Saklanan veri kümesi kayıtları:
++++
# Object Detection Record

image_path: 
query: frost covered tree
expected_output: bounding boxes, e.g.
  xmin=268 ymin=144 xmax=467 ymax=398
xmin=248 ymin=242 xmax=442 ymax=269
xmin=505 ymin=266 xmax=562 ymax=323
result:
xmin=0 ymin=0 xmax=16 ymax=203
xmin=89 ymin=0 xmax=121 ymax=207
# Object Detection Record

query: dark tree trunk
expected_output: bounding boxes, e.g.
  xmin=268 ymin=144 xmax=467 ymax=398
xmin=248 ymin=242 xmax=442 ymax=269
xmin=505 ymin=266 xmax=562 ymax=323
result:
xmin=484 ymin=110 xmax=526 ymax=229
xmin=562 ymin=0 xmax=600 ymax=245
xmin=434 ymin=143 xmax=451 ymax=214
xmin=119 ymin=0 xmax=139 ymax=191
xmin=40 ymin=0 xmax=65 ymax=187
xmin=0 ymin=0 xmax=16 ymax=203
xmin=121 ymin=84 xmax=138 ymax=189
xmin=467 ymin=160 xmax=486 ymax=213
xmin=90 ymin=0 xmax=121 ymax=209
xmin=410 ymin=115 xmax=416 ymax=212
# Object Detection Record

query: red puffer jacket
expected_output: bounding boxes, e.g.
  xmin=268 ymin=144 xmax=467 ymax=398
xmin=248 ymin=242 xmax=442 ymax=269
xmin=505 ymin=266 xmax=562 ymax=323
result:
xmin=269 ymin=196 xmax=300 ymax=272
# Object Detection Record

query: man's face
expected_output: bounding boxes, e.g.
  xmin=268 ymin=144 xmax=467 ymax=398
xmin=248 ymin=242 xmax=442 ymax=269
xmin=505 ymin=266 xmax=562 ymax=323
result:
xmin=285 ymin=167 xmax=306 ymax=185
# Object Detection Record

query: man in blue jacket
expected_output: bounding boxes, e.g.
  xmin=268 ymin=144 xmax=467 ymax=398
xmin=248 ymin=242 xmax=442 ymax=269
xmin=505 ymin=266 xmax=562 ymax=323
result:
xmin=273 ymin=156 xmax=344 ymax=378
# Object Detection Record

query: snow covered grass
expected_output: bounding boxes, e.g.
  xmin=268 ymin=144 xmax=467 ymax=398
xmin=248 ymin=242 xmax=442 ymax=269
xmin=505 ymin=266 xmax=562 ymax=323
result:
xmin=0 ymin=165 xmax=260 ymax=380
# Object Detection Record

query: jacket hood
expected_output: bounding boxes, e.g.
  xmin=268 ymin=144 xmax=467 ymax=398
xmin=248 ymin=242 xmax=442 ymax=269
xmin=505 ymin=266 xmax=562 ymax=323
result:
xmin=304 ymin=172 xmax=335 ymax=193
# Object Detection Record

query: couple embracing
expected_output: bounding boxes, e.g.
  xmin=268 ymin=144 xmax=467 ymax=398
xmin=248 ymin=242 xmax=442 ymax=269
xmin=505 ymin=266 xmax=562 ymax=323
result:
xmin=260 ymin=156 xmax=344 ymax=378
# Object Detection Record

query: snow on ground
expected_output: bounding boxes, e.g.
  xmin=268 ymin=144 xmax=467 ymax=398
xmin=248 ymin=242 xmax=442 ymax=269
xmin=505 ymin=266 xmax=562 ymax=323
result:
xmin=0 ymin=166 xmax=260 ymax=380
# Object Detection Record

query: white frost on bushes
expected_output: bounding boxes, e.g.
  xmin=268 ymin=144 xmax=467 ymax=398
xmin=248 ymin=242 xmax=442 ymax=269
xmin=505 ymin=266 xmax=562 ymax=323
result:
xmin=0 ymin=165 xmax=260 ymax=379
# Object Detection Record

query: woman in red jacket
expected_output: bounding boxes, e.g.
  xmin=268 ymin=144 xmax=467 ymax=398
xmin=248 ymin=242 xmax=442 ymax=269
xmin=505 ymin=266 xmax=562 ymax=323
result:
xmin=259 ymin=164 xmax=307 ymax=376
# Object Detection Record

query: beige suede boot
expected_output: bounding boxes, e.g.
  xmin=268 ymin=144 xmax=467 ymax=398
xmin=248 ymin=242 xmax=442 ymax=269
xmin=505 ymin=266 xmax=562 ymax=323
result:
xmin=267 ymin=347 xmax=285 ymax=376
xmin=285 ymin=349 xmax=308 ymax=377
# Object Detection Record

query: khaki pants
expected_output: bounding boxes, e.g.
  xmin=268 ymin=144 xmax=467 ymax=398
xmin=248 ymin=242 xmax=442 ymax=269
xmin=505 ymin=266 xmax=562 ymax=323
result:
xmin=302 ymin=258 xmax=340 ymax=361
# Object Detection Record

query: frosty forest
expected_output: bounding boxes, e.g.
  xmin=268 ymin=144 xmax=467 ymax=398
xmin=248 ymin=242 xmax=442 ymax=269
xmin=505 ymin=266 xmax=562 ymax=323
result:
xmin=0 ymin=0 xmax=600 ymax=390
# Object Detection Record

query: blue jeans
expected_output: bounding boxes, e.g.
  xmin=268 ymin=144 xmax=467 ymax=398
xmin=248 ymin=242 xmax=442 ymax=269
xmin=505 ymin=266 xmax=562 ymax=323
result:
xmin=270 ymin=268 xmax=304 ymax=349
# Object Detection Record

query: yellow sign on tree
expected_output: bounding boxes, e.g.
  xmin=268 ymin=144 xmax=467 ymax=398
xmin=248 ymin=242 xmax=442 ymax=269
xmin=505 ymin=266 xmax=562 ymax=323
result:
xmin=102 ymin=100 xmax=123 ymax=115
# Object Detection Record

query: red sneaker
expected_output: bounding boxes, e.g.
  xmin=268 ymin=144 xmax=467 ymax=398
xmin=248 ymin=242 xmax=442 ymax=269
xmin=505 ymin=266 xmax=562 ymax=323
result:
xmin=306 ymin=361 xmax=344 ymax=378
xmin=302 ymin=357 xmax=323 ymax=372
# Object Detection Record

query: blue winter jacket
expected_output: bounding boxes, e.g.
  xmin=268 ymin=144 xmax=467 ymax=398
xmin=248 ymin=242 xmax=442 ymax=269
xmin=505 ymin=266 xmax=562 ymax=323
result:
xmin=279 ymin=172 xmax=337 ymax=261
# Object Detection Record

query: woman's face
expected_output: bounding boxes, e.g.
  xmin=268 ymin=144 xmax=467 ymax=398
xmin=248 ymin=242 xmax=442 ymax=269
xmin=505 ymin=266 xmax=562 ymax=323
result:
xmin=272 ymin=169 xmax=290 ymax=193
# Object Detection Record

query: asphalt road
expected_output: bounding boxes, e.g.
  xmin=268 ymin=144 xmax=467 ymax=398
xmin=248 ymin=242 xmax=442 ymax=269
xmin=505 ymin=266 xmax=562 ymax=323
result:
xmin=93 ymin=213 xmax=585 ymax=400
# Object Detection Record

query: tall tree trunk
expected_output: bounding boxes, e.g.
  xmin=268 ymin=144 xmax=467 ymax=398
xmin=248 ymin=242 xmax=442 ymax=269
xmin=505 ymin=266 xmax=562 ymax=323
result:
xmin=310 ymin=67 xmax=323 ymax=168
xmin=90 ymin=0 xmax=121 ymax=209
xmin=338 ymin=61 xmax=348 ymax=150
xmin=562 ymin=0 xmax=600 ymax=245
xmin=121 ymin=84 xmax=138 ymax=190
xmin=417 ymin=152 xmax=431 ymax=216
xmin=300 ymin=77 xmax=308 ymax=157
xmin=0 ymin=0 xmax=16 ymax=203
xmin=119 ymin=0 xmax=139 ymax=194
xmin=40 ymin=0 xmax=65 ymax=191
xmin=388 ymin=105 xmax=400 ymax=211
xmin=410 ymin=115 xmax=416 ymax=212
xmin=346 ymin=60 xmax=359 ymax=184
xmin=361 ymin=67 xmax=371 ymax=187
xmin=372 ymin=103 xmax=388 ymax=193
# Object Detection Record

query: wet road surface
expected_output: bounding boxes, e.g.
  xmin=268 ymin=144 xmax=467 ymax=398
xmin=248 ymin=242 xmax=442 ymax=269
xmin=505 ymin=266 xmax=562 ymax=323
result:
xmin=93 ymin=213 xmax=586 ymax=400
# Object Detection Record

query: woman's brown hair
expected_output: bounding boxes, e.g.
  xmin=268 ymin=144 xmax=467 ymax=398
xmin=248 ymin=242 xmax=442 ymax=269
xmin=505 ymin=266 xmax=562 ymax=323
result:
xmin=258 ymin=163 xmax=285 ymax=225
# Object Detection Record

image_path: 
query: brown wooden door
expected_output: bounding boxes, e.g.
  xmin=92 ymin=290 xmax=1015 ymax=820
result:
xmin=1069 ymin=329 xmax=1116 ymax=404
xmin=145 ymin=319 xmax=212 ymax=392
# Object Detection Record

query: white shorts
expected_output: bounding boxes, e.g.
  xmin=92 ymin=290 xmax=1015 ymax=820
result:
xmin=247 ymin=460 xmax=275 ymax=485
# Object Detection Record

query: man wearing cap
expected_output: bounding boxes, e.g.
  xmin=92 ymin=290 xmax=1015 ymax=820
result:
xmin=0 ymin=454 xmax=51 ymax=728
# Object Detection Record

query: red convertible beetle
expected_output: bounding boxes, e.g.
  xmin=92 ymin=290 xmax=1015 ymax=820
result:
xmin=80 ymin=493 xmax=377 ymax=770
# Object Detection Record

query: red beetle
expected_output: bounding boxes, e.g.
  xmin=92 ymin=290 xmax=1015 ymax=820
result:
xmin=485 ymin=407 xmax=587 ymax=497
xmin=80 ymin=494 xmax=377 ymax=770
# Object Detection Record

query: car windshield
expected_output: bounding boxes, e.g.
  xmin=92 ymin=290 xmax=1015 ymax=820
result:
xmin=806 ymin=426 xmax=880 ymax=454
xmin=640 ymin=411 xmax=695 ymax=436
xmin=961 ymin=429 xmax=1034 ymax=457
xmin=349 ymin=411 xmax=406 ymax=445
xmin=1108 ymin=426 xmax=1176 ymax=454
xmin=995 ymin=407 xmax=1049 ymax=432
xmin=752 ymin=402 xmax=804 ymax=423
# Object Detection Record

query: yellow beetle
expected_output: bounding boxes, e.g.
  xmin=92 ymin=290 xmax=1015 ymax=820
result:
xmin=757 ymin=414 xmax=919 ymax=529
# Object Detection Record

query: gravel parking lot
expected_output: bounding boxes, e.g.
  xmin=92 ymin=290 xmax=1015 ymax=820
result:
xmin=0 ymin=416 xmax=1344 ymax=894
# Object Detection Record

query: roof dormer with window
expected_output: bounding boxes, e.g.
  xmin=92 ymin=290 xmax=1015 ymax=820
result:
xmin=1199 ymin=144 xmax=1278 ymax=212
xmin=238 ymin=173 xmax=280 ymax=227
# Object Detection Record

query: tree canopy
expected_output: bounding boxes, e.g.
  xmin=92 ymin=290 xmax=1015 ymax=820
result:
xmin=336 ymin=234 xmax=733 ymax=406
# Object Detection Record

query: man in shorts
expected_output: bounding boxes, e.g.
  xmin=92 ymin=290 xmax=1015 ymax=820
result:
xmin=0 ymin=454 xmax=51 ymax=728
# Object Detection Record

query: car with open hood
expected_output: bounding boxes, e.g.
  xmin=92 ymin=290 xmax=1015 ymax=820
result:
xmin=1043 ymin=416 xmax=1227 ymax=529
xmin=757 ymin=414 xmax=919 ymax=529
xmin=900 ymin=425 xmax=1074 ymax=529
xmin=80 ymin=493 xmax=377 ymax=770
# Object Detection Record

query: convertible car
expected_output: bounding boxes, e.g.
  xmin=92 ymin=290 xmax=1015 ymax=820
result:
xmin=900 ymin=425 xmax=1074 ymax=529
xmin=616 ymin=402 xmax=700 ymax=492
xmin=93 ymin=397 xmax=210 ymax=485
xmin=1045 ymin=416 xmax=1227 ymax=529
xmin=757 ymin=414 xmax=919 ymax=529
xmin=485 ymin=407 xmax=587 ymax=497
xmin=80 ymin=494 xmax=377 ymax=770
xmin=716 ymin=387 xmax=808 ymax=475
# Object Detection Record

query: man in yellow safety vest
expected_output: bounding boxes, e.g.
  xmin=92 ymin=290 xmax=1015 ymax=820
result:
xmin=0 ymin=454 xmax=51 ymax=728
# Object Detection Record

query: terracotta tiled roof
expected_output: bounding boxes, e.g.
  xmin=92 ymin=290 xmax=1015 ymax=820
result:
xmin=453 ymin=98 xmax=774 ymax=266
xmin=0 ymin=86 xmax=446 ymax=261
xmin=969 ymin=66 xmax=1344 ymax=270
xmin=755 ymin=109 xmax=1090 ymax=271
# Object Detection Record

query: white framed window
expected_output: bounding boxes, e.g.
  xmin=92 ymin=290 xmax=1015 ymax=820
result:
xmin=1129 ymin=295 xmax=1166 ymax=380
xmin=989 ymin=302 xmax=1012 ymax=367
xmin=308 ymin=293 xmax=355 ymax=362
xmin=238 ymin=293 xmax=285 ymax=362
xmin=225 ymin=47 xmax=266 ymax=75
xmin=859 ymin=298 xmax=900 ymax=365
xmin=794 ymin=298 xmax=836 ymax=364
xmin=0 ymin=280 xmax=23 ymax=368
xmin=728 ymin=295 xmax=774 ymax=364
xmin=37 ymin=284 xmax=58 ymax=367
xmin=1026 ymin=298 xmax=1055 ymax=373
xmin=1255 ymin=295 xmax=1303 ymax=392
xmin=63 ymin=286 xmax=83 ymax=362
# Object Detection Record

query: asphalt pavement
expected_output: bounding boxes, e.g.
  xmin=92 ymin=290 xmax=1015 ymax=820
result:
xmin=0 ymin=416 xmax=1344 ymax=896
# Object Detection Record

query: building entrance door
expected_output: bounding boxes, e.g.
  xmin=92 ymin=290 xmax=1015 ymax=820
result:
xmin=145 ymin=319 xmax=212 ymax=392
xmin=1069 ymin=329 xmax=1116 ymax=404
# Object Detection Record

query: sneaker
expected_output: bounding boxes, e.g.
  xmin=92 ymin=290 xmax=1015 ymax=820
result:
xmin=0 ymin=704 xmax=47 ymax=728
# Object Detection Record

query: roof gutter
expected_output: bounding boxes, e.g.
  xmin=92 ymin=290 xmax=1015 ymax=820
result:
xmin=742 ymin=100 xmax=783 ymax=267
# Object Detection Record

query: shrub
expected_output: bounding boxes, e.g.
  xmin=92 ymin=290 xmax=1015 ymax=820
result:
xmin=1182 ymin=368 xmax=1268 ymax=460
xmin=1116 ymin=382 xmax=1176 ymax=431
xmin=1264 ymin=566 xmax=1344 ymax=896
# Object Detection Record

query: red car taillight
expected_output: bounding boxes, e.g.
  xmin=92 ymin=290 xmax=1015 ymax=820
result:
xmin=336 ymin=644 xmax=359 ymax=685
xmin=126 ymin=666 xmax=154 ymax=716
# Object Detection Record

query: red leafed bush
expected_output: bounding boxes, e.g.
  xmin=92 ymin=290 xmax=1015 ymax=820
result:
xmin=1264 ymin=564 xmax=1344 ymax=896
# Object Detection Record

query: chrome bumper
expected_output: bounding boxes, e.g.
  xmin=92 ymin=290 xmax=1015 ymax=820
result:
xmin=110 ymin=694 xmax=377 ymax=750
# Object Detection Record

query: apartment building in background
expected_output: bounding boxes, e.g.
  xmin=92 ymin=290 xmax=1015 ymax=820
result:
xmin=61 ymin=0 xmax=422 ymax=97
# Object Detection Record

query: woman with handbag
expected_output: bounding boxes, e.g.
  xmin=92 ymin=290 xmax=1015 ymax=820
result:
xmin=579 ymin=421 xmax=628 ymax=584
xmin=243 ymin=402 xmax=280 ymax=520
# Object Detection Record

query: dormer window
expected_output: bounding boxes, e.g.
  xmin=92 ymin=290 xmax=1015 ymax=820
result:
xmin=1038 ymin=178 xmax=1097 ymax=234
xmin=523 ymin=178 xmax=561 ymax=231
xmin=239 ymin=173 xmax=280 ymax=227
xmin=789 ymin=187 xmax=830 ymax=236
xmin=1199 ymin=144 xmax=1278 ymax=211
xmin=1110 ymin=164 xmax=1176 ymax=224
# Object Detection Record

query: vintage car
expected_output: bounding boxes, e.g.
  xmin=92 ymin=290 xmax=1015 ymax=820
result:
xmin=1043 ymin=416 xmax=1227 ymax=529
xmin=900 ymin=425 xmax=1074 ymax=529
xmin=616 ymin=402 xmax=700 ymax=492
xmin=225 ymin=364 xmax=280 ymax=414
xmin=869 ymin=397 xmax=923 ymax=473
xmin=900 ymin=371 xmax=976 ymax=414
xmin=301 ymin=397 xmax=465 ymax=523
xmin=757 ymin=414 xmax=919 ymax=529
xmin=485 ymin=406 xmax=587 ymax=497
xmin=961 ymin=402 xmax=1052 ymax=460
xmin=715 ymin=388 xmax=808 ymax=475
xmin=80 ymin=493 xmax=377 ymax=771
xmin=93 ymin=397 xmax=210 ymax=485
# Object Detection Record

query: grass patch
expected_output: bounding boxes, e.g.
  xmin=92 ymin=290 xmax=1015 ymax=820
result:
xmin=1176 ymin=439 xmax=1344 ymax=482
++++
Satırların başından "xmin=269 ymin=196 xmax=300 ymax=272" ifadesini içeren satıra kadar uzanan bölümü, her iki uç dahil, hiçbir değişiklik yapmadan geri döndür.

_Görev Sonucu_:
# Object Detection Record

image_path: 
query: frost covered tree
expected_output: bounding boxes, e.g.
  xmin=268 ymin=144 xmax=467 ymax=398
xmin=248 ymin=242 xmax=442 ymax=269
xmin=505 ymin=266 xmax=562 ymax=323
result:
xmin=0 ymin=0 xmax=16 ymax=203
xmin=89 ymin=0 xmax=121 ymax=207
# Object Detection Record

query: dark tree trunk
expected_output: bounding boxes, e.g.
  xmin=268 ymin=144 xmax=467 ymax=398
xmin=248 ymin=242 xmax=442 ymax=269
xmin=505 ymin=266 xmax=562 ymax=323
result:
xmin=484 ymin=110 xmax=526 ymax=229
xmin=562 ymin=0 xmax=600 ymax=245
xmin=434 ymin=143 xmax=451 ymax=214
xmin=119 ymin=0 xmax=139 ymax=191
xmin=40 ymin=0 xmax=65 ymax=187
xmin=0 ymin=0 xmax=16 ymax=203
xmin=121 ymin=84 xmax=138 ymax=189
xmin=467 ymin=160 xmax=486 ymax=213
xmin=90 ymin=0 xmax=121 ymax=209
xmin=410 ymin=115 xmax=416 ymax=212
# Object Detection Record

query: red puffer jacket
expected_output: bounding boxes, e.g.
  xmin=268 ymin=144 xmax=467 ymax=398
xmin=248 ymin=242 xmax=442 ymax=269
xmin=505 ymin=266 xmax=562 ymax=323
result:
xmin=269 ymin=196 xmax=300 ymax=272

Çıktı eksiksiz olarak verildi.